• [Document]:
Yuchung described an approach to fast open which is intended to get around most of the problems. The first step is the creation of a per-server secret which is hashed with information from each client to create a per-client cookie. That cookie is sent to the client as a special option on an ordinary SYN-ACK packet; the client can keep it and use it for fast opens in the future. The requirement to get a cookie first is a low bar for the prevention of SYN flood attacks, but it does make things a little harder. In addition, the server's secret is changed relatively often, and, if the server starts to see too many connections, fast open will simply be disabled until things calm down.

One remaining problem is that about 5% of the systems on the net will drop SYN packets containing unknown options or data. There is little to be done in this situation; TCP fast open simply will not work. The client must thus remember cases where the fast-open SYN packet did not get through and just use ordinary opens in the future.

Fast open will not happen by default; applications on both ends of the connection must specifically request it. On the client side, the sendto() system call is used to request a fast-open connection; with the new MSG_FAST_OPEN flag, it functions like the combination of connect() and sendmsg(). On the server side, a setsockopt() call with the TCP_FAST_OPEN option will enable fast opens. Either way, applications need not worry about dealing with the fast-open cookies and such.

In Google's testing, TCP fast open has been seen to improve page load times by anything between 4% and 40%. This technique works best in situations where the round trip time is high, naturally; the bigger the latency, the more value there is in removing it. A patch implementing this feature will be submitted for inclusion sometime soon.

• [Material]:
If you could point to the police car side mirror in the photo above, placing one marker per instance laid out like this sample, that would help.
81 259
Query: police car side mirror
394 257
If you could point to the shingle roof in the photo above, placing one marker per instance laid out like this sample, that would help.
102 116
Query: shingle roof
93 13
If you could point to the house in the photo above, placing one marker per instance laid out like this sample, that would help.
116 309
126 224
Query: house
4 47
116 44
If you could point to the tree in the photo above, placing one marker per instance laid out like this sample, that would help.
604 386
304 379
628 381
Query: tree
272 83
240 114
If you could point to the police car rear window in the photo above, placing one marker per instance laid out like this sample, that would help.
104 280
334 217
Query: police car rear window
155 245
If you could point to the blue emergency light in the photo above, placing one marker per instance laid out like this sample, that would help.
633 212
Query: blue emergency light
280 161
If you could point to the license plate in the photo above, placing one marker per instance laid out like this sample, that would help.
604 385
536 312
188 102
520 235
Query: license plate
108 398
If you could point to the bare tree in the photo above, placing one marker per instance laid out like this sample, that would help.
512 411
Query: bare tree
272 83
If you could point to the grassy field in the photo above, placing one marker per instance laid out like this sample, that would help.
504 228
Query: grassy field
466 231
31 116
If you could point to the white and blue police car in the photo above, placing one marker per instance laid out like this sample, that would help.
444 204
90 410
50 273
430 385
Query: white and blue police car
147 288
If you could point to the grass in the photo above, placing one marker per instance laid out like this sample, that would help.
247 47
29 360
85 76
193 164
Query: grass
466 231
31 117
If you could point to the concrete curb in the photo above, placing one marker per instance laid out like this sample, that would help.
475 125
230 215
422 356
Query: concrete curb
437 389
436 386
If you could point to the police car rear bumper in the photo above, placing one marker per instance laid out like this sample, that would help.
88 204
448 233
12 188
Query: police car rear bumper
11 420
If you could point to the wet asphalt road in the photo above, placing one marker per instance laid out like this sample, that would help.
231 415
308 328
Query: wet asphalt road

• [Exercise set]:
A – Output, word for word, the stretch of the listing from the line containing "If you could point to the wet" through the end of the listing.
B – Pick up the text on TCP fast open after its final sentence and continue writing it.
The text on TCP fast open has no connection to the listing.

• [Answers for the tasks]:
A –
If you could point to the wet asphalt road in the photo above, placing one marker per instance laid out like this sample, that would help.
231 415
308 328
Query: wet asphalt road

B –
Briefly: user-space network queues

While the previous two talks were concerned with improving the efficiency of data transfer over the net, Willem de Bruijn is concerned with network processing on the local host. In particular, he is working with high-end hardware: high-speed links, numerous processors, and, importantly, smart network adapters that can recognize specific flows and direct packets to connection-specific queues. By the time the kernel gets around to thinking about a given packet at all, it will already be sorted into the proper place, waiting for the application to ask for the data.

Actual processing of the packets will happen in the context of the receiving process as needed. So it all happens in the right context and on the right CPU; intermediate processing at the software IRQ level will be avoided. Willem even described a new interface whereby the application would receive packets directly from the kernel via a shared memory segment.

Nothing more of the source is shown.